** START **

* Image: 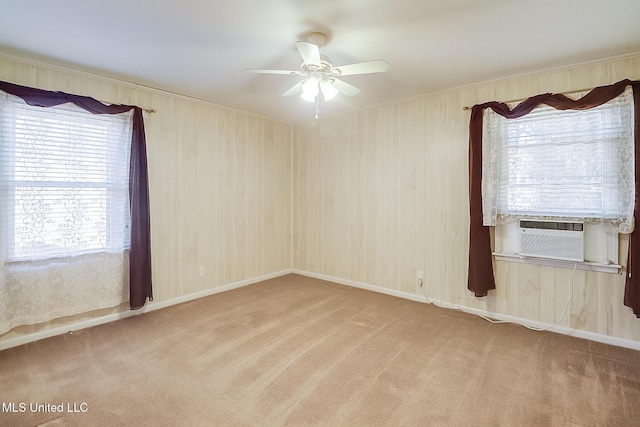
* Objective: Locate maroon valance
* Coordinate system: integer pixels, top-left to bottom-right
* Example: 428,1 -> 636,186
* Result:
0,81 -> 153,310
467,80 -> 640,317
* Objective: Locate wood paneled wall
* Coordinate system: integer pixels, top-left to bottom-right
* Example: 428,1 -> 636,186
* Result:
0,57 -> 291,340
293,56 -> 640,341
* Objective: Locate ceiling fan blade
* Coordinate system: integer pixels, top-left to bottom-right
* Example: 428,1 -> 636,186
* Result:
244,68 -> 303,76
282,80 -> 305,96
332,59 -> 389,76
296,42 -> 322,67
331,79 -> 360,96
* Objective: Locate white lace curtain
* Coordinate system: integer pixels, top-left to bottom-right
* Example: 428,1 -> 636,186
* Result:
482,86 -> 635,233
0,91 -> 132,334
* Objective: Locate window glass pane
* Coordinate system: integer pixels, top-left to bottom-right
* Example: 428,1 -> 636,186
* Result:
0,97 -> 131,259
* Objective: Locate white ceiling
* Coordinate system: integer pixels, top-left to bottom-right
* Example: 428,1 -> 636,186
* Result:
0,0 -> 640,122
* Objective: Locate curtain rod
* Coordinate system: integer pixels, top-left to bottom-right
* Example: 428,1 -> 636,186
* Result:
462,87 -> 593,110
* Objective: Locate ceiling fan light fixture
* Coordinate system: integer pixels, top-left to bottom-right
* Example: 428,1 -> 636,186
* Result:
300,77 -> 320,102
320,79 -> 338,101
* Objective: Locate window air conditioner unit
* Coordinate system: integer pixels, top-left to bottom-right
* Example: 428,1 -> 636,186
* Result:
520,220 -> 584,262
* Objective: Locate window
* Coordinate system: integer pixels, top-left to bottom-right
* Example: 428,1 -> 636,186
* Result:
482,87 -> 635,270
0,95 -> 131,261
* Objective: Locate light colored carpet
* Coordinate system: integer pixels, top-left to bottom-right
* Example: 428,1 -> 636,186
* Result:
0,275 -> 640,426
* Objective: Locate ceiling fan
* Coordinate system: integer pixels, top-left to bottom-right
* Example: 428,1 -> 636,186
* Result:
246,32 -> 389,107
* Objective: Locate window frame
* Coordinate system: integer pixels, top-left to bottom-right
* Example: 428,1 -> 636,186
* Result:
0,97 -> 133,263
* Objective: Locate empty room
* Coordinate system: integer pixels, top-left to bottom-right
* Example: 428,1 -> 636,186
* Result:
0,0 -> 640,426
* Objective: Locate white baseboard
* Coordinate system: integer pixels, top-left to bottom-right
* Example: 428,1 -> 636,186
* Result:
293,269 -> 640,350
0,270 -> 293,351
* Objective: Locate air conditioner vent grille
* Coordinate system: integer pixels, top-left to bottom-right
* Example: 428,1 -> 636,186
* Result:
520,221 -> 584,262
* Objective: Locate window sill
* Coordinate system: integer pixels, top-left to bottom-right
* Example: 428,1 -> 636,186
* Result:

** END **

Task directions — List each line in the rows above that contains the word "conditioner", copying every such line in full.

Solution —
* Objective: Locate window air conditioner unit
* Objective: Locate air conditioner vent grille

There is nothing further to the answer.